> **WORK TO COMPLETE**
1. Translate this sentence from the passage on lake water sources into Spanish: "Many streams originate in spring lakes, which are quite common in northern Wisconsin."
2. From the passage on lake water sources, print the text between "Spring lakes. These lakes" and "the water table.", inclusive.

> **SUPPLIED PASSAGE**

<<<<

The fish do not make spawning nests and do not care for the eggs, which simply sink to the bottom. The eggs hatch in five to ten days, and a week or two later the fry leave the spawning area and disperse.

Thus are born swarms of fish on which your lake’s most prized species may depend for growth. So even if you never see suckers on your lake except in your bait bucket, be sure to assign them a little respect. Here’s to Hoover-Mouth!



Sunday, May 3, 2015

How does your lake get its water?

You’ve read here about classifying lakes by trophic state – how poor or rich in nutrients they are. But that’s not the only way to categorize them. Another, just as interesting, is by how water gets in and out.

The number of lake types based on source of water depends partly on who is doing the defining. The Wisconsin Department of Natural Resources lists four types, but there is a fifth that many geologists mention. Here are five basic lake types found in Northern Wisconsin and Upper Michigan:

Drainage lakes. On these lakes, a stream brings water in, and a stream takes water out. That is, the lake has an inlet and an outlet. Some lakes may have more than one of each. The water level in these lakes tends to stay fairly constant. Think of a bowl into which you run a slow flow of water from the tap: An equal amount of water flows in and flows out. I live on a drainage lake and its level is largely self-regulating. In 30 years, through wet times and dry, there has been at most a foot of difference between the highest and lowest levels.

Spring lakes. These lakes have no inlet on the surface, but they do have an outlet. They get their water mainly from groundwater flowing in. Many streams originate in spring lakes, which are quite common in northern Wisconsin.

Seepage lakes. These lakes have no stream flowing in or out. Their water comes mainly from rainfall and runoff, sometimes supplemented by groundwater. Their water levels are therefore cyclical, rising and falling with wet and dry years and their effects on the water table.

Drained lakes. These lakes are like spring lakes in that they have an outlet but no surface inlet. They differ in that they are not fed by groundwater – they get their water almost solely from rainfall, snow and runoff. For that reason, their levels can fluctuate greatly. During long dry spells, the streams flowing out of these lakes may dry up. Drained lakes are uncommon here in northern Wisconsin.

Perched lakes. These lakes are truly landlocked. They have no inlet, no outlet, and no contribution from groundwater. In fact they sit on relatively high ground, above the water table, with dense bottom sediments that hold the water in. Water levels in perched lakes can drop dramatically during long dry spells.

>>>>

> **SUPPLIED INFORMATION**
<<<<

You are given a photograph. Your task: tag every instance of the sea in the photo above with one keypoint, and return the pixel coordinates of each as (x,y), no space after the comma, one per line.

>>>>

> **WRITTEN ANSWERS**
1. Muchos arroyos nacen en lagos de manantial, que son bastante comunes en el norte de Wisconsin.

2.
Spring lakes. These lakes have no inlet on the surface, but they do have an outlet. They get their water mainly from groundwater flowing in. Many streams originate in spring lakes, which are quite common in northern Wisconsin.

Seepage lakes. These lakes have no stream flowing in or out. Their water comes mainly from rainfall and runoff, sometimes supplemented by groundwater. Their water levels are therefore cyclical, rising and falling with wet and dry years and their effects on the water table.